- _Brief_
Your task is to transcribe the entries exactly.
☆ ☆ ☆ ☆ ☆ ☆ ☆
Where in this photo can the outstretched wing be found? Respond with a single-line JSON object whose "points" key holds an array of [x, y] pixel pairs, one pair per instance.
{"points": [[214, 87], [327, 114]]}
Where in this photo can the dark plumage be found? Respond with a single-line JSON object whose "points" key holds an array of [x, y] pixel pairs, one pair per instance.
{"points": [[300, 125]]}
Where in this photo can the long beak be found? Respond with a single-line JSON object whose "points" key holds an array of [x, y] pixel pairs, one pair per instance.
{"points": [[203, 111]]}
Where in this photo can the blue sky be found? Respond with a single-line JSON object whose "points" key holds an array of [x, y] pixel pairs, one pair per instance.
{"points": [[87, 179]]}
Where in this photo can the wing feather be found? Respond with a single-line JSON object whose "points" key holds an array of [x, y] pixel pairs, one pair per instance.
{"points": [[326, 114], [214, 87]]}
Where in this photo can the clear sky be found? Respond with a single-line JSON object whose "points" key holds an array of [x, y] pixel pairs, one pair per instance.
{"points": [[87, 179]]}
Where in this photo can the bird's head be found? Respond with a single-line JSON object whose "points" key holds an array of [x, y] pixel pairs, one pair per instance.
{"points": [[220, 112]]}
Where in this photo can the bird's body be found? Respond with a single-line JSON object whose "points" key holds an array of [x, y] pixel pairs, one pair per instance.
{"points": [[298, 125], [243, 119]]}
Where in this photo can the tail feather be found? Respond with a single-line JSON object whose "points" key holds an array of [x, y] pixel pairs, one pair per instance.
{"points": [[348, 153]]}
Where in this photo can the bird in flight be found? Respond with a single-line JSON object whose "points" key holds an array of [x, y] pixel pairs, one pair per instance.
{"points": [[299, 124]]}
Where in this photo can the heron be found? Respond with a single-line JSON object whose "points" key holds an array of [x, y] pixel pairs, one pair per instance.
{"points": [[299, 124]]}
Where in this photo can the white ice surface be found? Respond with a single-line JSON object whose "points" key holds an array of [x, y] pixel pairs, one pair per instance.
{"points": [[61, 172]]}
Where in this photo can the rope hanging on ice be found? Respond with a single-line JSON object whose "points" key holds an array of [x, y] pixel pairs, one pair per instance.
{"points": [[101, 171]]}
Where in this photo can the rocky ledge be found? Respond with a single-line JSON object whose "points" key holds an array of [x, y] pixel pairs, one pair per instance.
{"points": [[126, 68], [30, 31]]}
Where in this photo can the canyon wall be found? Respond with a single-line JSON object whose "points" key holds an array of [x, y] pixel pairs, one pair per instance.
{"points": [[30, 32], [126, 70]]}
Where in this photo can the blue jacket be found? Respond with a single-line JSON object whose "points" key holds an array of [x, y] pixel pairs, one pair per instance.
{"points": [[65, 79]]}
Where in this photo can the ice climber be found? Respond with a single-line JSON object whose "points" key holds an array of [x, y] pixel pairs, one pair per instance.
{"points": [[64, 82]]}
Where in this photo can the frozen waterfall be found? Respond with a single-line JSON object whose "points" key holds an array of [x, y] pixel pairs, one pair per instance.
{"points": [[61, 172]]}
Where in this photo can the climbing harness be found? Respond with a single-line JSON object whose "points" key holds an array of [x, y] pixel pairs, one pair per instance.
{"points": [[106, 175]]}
☆ ☆ ☆ ☆ ☆ ☆ ☆
- _Exercise solution_
Where in this photo can the outstretched wing be found? Respond with a single-line JSON object whose "points" key holds an array of [x, y] pixel pairs, one pair per instance.
{"points": [[214, 87], [327, 114]]}
Where in this photo can the dark plumage be found? Respond with a single-line JSON object whose "points" key holds an array of [x, y] pixel pairs, one pair per instance.
{"points": [[300, 125]]}
Where in this photo can the long beak be found? Respond with a single-line JSON object whose "points" key holds an array of [x, y] pixel pairs, one pair per instance.
{"points": [[203, 111]]}
Where in this photo can the blue sky be found? Respond with a single-line JSON object whose "points" key holds an array of [x, y] pixel pairs, one pair per instance.
{"points": [[87, 179]]}
Where in this photo can the wing feather be found? Respond with a single-line JSON object whose "points" key holds an array of [x, y] pixel pairs, one pair per instance.
{"points": [[326, 114], [214, 87]]}
Where in this photo can the clear sky be found? Respond with a single-line JSON object whose "points" key holds an array of [x, y] pixel pairs, one pair per instance.
{"points": [[87, 179]]}
Where in this photo can the bird's head be found? Respond with a single-line JSON object whose "points" key holds an array of [x, y] pixel pairs, one pair per instance.
{"points": [[220, 112]]}
Where in this photo can the bird's body be found? Respond with a single-line JSON object whose "points" key holds an array of [x, y] pixel pairs, one pair per instance.
{"points": [[298, 125], [243, 119]]}
Where in this photo can the tail feather be found? Respond with a single-line JSON object whose "points" key holds an array of [x, y] pixel pairs, one pair per instance.
{"points": [[348, 153]]}
Where in this photo can the bird in flight be found? Respond with a single-line JSON object whose "points" key holds an array of [x, y] pixel pairs, one pair per instance.
{"points": [[299, 124]]}
Where in this photo can the heron be found? Respond with a single-line JSON object whose "points" key holds an array of [x, y] pixel pairs, one pair per instance.
{"points": [[299, 124]]}
Where in this photo can the white ice surface be found? Respond with a single-line JSON object whose "points" key holds an array of [x, y] pixel pairs, one pair per instance.
{"points": [[61, 172]]}
Where in this photo can the rope hanging on ice be found? Respond with a single-line JSON object whose "points" key holds an array of [x, y] pixel pairs, one pair per instance.
{"points": [[101, 171]]}
Where in this photo can the rocky ledge be found? Respond with a single-line JSON object whose "points" key holds an array of [x, y] pixel pairs, one pair per instance.
{"points": [[126, 68], [30, 31]]}
Where in this photo can the canyon wall be found? Respond with a single-line JSON object whose "points" key holds an array of [x, y] pixel pairs, one pair per instance.
{"points": [[30, 32], [126, 70]]}
Where in this photo can the blue jacket be found? Respond with a single-line JSON object whose "points" key holds an array of [x, y] pixel pairs, one pair per instance.
{"points": [[65, 79]]}
Where in this photo can the ice climber be found? Respond with a single-line JSON object whose "points" key holds an array of [x, y] pixel pairs, one pair per instance.
{"points": [[64, 82]]}
Where in this photo can the frozen waterfall be found? Respond with a single-line JSON object whose "points" key holds an array of [x, y] pixel pairs, one pair per instance.
{"points": [[61, 172]]}
Where in this photo can the climbing harness be found? Respond with a single-line JSON object whose "points" key holds an array of [x, y] pixel pairs, one pair per instance.
{"points": [[106, 175]]}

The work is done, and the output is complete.